→ Stated exercise
Copy out the data again, starting with the line that contains "point: red carpet" and continuing through the final line of the data, with the requests included and nothing else. Add -94 to every coordinate in the answer points, and leave the sample points in the requests unchanged.

→ Data supplied
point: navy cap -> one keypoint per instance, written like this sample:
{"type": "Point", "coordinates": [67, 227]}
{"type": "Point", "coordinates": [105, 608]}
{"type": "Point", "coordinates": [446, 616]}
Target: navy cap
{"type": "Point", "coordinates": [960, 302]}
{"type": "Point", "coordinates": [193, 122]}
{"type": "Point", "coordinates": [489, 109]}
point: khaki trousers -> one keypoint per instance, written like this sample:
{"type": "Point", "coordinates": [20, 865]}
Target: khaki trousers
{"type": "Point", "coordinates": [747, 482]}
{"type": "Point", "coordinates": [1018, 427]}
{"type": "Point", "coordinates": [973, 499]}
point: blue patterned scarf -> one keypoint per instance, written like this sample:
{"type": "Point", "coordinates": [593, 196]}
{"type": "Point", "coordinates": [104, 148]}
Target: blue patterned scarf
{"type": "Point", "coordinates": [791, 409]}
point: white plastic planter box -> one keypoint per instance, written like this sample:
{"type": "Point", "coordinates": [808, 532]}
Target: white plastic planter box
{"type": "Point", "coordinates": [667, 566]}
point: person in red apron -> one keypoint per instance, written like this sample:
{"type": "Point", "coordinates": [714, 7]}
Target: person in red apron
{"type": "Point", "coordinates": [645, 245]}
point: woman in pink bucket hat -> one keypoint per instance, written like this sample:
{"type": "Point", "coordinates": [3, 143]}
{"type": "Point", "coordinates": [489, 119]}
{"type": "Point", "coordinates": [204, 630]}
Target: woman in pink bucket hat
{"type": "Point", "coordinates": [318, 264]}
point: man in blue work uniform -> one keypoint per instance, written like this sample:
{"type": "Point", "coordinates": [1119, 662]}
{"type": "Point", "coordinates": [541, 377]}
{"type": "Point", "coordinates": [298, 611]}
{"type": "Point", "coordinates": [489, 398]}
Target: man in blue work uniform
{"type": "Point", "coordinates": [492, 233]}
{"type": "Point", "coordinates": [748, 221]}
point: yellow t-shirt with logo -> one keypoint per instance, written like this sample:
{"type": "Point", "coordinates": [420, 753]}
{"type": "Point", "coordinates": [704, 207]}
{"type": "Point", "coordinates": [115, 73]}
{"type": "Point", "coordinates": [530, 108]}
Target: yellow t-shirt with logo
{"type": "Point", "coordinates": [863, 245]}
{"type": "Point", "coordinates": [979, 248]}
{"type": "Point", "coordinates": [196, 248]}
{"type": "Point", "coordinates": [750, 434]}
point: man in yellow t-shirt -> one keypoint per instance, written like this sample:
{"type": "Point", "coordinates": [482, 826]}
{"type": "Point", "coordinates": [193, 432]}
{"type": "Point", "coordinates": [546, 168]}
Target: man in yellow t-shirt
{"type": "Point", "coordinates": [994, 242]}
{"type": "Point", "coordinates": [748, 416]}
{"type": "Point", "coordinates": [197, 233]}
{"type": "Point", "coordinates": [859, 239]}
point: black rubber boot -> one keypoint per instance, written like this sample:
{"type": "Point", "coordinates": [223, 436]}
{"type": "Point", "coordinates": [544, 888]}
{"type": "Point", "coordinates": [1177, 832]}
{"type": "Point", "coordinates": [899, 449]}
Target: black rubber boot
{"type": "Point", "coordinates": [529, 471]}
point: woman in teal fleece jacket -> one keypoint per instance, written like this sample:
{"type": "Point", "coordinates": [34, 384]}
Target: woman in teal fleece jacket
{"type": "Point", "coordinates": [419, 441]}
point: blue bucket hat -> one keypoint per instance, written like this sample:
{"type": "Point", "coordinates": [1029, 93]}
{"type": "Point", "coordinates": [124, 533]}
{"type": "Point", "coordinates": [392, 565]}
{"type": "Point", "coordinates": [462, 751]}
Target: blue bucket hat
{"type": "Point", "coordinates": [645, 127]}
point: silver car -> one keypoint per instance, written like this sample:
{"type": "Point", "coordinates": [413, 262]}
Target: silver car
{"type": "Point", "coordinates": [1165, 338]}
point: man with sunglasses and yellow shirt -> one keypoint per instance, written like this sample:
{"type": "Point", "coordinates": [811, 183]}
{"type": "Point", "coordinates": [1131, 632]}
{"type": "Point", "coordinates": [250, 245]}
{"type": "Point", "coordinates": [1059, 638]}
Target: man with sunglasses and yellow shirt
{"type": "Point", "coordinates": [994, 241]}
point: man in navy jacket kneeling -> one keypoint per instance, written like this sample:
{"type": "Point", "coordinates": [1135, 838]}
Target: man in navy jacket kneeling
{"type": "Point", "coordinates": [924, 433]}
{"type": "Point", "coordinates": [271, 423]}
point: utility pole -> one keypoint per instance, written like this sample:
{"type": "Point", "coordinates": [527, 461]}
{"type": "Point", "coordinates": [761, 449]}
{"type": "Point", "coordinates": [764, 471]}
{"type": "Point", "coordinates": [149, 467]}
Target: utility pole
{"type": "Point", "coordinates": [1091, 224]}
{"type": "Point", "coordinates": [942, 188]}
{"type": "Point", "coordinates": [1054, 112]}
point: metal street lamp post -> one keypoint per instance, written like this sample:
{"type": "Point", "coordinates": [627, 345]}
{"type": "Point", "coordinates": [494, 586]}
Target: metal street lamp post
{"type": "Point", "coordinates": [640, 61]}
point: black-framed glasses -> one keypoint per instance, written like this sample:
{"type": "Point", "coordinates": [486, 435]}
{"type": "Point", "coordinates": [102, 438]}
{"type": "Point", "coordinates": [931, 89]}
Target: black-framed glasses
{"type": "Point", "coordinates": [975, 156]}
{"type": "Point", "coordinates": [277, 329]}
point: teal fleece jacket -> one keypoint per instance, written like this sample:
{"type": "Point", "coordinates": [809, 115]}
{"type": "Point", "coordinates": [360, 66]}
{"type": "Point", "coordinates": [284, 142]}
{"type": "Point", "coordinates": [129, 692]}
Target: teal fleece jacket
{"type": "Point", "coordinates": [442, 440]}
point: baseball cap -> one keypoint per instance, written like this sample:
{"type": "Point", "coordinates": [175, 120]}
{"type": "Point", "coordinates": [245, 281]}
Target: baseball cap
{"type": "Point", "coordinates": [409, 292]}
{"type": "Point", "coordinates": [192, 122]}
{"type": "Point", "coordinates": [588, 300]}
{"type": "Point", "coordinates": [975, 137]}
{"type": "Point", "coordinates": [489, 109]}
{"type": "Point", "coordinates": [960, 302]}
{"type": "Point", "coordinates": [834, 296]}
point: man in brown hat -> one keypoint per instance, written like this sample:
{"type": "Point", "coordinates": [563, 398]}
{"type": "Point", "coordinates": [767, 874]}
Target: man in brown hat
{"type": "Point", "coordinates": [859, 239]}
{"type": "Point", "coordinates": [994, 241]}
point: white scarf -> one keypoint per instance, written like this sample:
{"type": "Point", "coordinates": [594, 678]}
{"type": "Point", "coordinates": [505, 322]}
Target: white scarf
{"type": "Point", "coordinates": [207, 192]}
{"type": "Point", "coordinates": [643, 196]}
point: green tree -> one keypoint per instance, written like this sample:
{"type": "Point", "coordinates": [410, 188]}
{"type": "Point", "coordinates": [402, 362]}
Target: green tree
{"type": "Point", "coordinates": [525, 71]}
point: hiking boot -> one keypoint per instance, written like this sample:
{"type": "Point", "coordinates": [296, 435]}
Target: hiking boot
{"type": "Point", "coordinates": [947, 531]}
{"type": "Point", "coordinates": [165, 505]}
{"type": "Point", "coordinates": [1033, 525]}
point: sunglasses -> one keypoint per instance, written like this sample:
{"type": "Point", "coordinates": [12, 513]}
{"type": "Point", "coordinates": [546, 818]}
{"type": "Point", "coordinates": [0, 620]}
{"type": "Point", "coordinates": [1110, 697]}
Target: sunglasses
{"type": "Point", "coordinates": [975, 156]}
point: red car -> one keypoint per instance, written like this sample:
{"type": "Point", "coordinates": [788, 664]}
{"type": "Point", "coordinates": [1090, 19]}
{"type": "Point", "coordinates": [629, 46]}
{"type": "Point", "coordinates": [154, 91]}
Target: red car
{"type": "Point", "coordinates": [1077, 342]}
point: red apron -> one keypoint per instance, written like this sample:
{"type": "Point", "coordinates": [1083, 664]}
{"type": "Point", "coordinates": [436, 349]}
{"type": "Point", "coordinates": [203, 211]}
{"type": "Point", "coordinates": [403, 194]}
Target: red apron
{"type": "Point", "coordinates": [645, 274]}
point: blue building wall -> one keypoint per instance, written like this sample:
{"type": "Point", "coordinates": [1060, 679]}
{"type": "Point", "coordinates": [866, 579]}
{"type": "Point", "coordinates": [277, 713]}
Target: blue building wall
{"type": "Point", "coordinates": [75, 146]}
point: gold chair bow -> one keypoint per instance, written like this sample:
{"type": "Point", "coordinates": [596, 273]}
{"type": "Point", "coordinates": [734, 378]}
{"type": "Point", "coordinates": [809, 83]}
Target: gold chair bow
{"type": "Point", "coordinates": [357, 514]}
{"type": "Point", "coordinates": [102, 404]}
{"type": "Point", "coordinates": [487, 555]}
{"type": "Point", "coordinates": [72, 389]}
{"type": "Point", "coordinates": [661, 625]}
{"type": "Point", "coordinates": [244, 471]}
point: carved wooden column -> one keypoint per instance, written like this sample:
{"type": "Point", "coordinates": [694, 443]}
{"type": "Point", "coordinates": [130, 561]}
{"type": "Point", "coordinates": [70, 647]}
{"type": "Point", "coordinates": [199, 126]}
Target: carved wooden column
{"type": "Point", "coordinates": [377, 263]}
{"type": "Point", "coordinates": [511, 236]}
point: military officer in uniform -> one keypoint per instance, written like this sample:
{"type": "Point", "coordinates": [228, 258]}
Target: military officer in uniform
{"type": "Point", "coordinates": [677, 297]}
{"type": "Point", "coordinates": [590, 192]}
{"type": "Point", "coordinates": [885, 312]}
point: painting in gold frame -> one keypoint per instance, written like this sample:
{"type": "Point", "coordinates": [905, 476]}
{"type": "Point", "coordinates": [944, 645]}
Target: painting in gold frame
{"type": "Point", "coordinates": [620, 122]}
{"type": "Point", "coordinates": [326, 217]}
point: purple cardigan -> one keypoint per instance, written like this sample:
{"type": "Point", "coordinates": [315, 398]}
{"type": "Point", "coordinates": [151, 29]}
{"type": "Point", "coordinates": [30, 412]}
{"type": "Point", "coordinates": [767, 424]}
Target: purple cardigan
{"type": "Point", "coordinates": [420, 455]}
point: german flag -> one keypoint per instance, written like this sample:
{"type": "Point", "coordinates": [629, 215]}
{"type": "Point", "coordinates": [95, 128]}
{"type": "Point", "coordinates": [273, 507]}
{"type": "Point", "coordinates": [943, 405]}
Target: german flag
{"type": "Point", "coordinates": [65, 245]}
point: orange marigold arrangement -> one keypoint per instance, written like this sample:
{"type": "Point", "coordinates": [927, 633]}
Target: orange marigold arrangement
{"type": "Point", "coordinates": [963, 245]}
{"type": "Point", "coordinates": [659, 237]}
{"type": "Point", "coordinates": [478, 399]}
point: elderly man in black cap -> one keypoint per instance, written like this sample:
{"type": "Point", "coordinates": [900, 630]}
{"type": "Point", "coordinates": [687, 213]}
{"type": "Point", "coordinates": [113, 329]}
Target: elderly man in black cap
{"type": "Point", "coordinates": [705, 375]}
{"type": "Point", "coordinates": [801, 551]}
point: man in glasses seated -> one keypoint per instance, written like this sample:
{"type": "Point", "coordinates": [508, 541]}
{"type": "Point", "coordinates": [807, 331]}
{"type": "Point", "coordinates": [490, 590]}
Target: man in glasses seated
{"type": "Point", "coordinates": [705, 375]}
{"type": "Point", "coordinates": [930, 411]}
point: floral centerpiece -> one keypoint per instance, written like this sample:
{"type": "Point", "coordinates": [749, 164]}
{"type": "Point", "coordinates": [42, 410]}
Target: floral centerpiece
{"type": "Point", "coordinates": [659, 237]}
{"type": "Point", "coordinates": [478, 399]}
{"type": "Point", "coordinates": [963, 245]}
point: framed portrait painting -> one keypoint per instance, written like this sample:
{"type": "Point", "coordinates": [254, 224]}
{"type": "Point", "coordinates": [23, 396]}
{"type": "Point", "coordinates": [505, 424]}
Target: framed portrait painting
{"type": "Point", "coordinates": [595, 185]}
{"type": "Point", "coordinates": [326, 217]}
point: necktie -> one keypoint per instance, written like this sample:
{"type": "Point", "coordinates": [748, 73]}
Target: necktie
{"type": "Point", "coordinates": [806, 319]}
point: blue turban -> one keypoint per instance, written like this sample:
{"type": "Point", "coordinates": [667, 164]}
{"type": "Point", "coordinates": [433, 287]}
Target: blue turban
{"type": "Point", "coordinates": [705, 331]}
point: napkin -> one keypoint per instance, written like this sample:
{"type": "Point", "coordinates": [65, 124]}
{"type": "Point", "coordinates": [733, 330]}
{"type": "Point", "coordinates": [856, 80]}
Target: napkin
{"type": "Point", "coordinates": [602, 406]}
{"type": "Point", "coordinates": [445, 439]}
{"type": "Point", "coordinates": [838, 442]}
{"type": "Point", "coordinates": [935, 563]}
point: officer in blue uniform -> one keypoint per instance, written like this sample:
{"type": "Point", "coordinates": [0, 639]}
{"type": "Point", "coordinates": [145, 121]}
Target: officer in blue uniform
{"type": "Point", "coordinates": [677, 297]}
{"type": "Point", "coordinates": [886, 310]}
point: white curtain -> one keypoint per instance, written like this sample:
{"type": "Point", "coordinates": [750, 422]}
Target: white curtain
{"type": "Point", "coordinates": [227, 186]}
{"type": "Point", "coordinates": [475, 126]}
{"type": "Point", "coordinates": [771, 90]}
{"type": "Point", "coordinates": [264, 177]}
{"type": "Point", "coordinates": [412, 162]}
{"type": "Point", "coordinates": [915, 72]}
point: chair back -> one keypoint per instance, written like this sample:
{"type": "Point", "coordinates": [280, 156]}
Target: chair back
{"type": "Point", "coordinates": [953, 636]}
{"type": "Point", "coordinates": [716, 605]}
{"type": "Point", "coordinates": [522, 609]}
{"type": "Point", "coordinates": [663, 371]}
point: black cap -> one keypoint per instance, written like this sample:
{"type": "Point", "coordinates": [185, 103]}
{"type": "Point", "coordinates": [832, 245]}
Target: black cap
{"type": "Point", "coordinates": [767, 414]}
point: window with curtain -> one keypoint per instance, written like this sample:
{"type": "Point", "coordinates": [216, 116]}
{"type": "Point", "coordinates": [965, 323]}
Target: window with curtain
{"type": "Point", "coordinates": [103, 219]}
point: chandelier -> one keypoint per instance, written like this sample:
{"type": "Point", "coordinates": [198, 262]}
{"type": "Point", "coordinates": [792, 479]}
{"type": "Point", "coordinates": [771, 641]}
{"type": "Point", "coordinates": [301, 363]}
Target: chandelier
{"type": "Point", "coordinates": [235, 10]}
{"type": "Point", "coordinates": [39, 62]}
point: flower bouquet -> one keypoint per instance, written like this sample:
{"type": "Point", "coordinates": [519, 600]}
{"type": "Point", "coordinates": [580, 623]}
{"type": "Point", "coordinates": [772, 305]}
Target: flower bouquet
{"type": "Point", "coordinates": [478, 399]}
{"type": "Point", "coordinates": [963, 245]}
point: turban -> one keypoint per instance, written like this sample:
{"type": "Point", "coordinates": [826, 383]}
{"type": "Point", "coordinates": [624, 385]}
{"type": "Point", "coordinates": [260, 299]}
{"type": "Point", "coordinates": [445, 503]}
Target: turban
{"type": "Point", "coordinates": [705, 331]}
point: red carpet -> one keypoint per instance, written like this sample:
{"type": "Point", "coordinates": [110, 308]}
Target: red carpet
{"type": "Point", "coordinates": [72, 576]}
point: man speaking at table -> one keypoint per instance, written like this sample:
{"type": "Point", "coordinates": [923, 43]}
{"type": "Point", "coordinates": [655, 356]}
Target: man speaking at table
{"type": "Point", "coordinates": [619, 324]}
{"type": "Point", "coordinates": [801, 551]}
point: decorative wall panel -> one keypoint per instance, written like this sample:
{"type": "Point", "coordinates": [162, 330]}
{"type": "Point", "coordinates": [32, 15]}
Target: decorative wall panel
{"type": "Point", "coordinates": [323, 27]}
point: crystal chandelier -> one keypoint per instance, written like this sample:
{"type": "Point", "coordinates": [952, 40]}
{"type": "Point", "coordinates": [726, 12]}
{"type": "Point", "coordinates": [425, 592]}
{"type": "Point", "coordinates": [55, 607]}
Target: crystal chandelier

→ Final result
point: red carpet -> one keypoint per instance, written like this sample:
{"type": "Point", "coordinates": [110, 308]}
Target: red carpet
{"type": "Point", "coordinates": [-22, 482]}
point: man speaking at table -> one keypoint per instance, written like this sample:
{"type": "Point", "coordinates": [923, 43]}
{"type": "Point", "coordinates": [655, 356]}
Target: man speaking at table
{"type": "Point", "coordinates": [525, 230]}
{"type": "Point", "coordinates": [707, 457]}
point: decorative wall panel -> one keypoint per instance, written like this sample:
{"type": "Point", "coordinates": [162, 330]}
{"type": "Point", "coordinates": [32, 15]}
Target: decorative wall panel
{"type": "Point", "coordinates": [229, -67]}
point: crystal chandelier -> one keypoint per instance, written like this sample:
{"type": "Point", "coordinates": [952, 40]}
{"type": "Point", "coordinates": [726, 12]}
{"type": "Point", "coordinates": [425, 592]}
{"type": "Point", "coordinates": [55, 607]}
Target: crystal chandelier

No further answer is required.